The problem
Please copy the entries below, starting at the line containing "Mark one point on each instance of the dark" and ending at the line containing "[(890, 437)]", with "yellow police tape" replaced by "yellow caution tape" and nothing else changed.

--- BEGIN Data ---

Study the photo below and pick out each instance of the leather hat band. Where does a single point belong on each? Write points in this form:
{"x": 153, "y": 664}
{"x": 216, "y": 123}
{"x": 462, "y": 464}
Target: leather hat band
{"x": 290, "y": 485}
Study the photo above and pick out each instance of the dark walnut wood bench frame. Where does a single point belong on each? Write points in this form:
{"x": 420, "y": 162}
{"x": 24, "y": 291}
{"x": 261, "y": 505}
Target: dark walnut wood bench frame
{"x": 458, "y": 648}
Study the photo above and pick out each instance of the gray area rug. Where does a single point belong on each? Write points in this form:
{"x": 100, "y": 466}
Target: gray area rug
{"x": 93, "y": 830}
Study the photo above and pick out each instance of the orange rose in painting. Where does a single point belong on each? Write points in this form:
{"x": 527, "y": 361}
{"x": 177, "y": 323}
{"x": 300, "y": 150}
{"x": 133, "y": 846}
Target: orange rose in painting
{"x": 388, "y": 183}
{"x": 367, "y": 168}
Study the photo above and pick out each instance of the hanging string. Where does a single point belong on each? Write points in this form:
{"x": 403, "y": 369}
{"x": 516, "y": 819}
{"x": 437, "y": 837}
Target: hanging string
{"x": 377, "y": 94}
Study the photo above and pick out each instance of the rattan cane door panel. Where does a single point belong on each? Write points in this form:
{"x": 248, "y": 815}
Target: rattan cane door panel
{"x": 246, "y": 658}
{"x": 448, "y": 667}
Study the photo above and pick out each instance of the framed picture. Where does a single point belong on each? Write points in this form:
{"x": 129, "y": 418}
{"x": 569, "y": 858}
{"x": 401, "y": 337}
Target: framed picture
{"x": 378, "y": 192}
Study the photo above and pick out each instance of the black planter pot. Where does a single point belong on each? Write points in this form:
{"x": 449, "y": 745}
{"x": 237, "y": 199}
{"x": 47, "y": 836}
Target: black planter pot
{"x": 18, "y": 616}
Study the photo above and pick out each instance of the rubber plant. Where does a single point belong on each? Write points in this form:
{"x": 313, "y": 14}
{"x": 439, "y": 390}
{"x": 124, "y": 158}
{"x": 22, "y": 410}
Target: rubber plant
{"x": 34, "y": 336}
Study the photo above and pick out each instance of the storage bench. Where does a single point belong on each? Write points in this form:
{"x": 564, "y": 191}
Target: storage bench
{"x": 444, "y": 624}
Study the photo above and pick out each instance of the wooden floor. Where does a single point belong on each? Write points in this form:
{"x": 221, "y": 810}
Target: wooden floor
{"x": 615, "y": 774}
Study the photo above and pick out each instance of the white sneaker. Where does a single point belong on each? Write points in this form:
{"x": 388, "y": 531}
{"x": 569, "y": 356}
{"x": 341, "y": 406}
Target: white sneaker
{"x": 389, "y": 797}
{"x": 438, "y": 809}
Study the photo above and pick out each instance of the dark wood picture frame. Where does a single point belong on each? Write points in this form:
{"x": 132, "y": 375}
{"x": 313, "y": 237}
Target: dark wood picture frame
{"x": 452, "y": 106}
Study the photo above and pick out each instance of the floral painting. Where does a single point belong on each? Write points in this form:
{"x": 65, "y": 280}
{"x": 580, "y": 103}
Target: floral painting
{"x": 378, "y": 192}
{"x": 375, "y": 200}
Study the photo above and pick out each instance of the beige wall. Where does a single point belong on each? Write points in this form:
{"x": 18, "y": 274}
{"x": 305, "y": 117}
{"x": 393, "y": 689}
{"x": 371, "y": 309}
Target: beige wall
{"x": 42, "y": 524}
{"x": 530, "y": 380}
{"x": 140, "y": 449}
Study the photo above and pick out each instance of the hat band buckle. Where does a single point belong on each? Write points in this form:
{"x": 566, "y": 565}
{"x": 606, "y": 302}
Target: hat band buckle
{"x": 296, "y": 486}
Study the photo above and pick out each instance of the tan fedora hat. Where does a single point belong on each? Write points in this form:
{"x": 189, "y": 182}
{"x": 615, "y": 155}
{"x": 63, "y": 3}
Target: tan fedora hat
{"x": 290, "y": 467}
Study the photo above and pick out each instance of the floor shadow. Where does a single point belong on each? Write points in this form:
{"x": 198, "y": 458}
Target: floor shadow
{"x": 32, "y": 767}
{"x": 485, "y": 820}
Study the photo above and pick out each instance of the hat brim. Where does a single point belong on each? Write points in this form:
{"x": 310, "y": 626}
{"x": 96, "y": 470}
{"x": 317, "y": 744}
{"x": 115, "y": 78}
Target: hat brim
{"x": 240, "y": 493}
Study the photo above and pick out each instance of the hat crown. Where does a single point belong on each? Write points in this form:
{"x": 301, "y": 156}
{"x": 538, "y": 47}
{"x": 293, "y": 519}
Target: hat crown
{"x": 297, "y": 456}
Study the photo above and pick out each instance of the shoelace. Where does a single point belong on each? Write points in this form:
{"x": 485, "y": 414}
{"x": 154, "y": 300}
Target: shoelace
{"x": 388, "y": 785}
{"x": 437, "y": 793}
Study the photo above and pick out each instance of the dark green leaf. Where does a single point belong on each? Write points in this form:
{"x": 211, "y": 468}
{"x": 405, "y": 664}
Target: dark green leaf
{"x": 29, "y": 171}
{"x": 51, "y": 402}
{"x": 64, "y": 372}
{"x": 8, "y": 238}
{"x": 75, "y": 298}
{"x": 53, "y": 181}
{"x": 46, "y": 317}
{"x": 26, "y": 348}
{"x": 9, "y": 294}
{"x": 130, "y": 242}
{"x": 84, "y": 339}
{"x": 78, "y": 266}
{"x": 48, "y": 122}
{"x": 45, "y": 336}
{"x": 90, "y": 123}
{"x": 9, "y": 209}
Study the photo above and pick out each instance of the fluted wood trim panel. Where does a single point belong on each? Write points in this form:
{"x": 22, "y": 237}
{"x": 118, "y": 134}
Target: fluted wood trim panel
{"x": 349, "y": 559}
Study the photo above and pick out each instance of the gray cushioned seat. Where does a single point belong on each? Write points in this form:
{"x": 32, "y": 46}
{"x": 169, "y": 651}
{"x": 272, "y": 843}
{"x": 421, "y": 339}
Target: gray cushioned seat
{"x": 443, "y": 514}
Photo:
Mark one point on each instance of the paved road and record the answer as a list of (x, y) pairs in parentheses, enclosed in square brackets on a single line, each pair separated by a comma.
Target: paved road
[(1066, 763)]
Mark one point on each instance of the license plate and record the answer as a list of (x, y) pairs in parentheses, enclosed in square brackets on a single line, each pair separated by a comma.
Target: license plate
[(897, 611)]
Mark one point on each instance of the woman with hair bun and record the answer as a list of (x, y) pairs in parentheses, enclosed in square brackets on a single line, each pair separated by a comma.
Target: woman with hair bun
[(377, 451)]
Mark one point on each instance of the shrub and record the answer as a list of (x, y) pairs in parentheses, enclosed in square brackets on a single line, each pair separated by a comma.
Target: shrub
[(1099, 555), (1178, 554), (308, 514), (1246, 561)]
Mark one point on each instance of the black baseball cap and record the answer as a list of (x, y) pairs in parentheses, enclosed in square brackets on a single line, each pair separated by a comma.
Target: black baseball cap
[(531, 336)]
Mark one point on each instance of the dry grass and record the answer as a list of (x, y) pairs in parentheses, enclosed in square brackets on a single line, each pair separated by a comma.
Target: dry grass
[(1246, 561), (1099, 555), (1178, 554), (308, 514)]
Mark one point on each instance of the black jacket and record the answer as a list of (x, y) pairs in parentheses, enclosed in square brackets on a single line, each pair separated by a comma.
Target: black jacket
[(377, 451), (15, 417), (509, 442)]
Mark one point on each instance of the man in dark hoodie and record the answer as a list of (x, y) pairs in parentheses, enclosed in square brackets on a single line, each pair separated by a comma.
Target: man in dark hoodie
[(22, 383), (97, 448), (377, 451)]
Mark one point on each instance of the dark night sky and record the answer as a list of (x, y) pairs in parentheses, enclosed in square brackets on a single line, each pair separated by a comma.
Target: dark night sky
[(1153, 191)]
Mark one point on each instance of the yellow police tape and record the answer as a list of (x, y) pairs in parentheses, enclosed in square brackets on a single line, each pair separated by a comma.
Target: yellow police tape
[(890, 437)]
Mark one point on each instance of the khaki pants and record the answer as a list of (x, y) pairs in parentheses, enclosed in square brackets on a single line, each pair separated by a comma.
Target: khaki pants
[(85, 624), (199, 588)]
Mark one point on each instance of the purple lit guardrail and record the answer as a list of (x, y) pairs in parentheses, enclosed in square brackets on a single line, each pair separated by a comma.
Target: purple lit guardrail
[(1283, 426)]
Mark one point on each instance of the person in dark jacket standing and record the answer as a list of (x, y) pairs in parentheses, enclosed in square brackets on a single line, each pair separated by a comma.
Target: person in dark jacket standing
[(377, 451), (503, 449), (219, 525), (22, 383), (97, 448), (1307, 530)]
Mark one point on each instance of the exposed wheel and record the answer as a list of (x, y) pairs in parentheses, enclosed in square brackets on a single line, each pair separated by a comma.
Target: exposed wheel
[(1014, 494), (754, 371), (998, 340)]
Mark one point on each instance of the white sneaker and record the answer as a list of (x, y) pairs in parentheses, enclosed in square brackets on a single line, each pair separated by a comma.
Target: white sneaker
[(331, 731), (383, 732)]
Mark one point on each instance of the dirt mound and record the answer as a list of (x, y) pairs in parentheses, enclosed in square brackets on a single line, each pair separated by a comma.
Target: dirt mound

--- END Data ---

Output
Mark one point on each instance of the dark night sky and record the answer as a list of (x, y) pairs in parentheses, enclosed in square brackets on a single line, each pair separated by a comma.
Target: dark night sky
[(1153, 191)]
Mark one point on each instance of the yellow caution tape and record the answer as a list of (x, y) pairs in parentheses, enclosed in square brackets on a single line, each pair separated by a comma.
Target: yellow caution tape
[(890, 437)]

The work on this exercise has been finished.